Task statement. Every record below must be returned word for word, with the pictures left out.

(Stored items)
● ● ● ● ●

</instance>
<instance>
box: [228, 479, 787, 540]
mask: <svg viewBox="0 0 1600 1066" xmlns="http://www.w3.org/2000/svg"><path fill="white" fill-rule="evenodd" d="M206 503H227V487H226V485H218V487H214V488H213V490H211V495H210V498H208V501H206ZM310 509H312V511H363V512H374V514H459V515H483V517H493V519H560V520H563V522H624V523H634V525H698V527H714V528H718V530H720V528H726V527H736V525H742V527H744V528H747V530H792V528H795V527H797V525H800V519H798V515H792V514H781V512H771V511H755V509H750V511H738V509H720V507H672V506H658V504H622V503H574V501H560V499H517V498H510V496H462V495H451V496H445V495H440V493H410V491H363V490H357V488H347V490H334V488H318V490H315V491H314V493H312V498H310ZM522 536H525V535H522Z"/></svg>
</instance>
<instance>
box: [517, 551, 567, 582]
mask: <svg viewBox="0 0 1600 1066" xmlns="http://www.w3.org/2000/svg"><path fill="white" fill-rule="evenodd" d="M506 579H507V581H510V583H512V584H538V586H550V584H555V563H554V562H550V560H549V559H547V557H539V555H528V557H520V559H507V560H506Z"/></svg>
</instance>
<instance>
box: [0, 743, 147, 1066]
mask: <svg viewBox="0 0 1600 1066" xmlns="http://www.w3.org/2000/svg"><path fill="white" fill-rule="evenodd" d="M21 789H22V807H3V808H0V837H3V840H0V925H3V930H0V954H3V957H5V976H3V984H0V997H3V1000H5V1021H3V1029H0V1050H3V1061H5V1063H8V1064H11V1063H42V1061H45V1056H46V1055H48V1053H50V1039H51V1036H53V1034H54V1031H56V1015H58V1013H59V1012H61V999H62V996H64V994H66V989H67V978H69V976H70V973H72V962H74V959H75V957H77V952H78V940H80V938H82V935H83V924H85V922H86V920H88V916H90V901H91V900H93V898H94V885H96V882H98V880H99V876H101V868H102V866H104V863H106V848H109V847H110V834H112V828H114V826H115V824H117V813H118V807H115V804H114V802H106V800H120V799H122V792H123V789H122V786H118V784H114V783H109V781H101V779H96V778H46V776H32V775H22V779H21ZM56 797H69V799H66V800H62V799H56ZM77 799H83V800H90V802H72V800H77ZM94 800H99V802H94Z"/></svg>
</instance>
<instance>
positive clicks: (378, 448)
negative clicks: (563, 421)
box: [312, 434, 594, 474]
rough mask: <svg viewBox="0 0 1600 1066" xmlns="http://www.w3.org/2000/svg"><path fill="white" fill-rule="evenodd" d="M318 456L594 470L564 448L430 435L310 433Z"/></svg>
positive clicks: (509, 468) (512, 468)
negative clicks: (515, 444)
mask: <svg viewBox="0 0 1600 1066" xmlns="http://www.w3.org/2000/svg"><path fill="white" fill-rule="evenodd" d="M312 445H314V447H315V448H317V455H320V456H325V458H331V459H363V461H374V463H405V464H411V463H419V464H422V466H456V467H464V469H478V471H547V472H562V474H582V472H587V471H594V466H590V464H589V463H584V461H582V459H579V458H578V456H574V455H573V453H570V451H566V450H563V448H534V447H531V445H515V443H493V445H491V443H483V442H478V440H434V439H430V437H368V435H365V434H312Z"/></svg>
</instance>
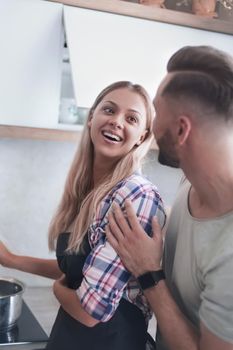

● ● ● ● ●

Response to the exercise.
</instance>
<instance>
box: [228, 479, 787, 540]
mask: <svg viewBox="0 0 1600 1066" xmlns="http://www.w3.org/2000/svg"><path fill="white" fill-rule="evenodd" d="M206 503H227V487H226V485H218V487H214V488H213V490H211V495H210V498H208V501H206ZM310 509H312V511H363V512H374V514H459V515H483V517H493V519H560V520H563V522H624V523H634V525H698V527H714V528H718V530H720V528H726V527H736V525H742V527H744V528H747V530H792V528H795V527H797V525H800V519H798V515H792V514H781V512H771V511H755V509H750V511H738V509H720V507H672V506H658V504H622V503H574V501H560V499H517V498H510V496H462V495H451V496H445V495H440V493H410V491H363V490H357V488H347V490H334V488H318V490H315V491H314V493H312V498H310ZM522 536H525V535H522Z"/></svg>
</instance>
<instance>
box: [517, 551, 567, 582]
mask: <svg viewBox="0 0 1600 1066" xmlns="http://www.w3.org/2000/svg"><path fill="white" fill-rule="evenodd" d="M506 579H507V581H510V583H512V584H538V586H550V584H555V563H554V562H550V560H549V559H547V557H539V555H528V557H520V559H507V560H506Z"/></svg>
</instance>
<instance>
box: [0, 743, 147, 1066]
mask: <svg viewBox="0 0 1600 1066" xmlns="http://www.w3.org/2000/svg"><path fill="white" fill-rule="evenodd" d="M21 789H22V807H3V808H0V837H3V840H0V925H3V930H0V954H3V957H5V976H3V984H0V997H3V1000H5V1021H3V1029H0V1050H3V1061H5V1063H8V1064H11V1063H42V1061H45V1056H46V1055H48V1053H50V1039H51V1036H53V1034H54V1031H56V1015H58V1013H59V1012H61V999H62V996H64V994H66V989H67V978H69V976H70V973H72V962H74V959H75V957H77V952H78V940H80V938H82V935H83V924H85V922H86V920H88V916H90V901H91V900H93V898H94V885H96V882H98V880H99V876H101V868H102V866H104V863H106V848H109V847H110V834H112V828H114V826H115V824H117V813H118V807H115V804H114V802H106V800H120V799H122V792H123V789H122V786H118V784H114V783H109V781H101V779H96V778H46V776H32V775H22V779H21ZM56 797H69V799H66V800H62V799H56ZM77 799H83V800H90V802H72V800H77ZM94 800H99V802H94Z"/></svg>
</instance>
<instance>
positive clicks: (378, 448)
negative clicks: (563, 421)
box: [312, 434, 594, 474]
rough mask: <svg viewBox="0 0 1600 1066" xmlns="http://www.w3.org/2000/svg"><path fill="white" fill-rule="evenodd" d="M318 456L594 470L564 448L430 435L310 433Z"/></svg>
positive clicks: (509, 468) (512, 468)
negative clicks: (515, 444)
mask: <svg viewBox="0 0 1600 1066" xmlns="http://www.w3.org/2000/svg"><path fill="white" fill-rule="evenodd" d="M312 445H314V447H315V448H317V455H320V456H325V458H331V459H363V461H374V463H405V464H411V463H419V464H422V466H456V467H464V469H478V471H547V472H562V474H582V472H587V471H594V466H590V464H589V463H584V461H582V459H579V458H578V456H574V455H573V453H570V451H566V450H563V448H534V447H531V445H515V443H493V445H491V443H483V442H478V440H434V439H430V437H368V435H365V434H312Z"/></svg>
</instance>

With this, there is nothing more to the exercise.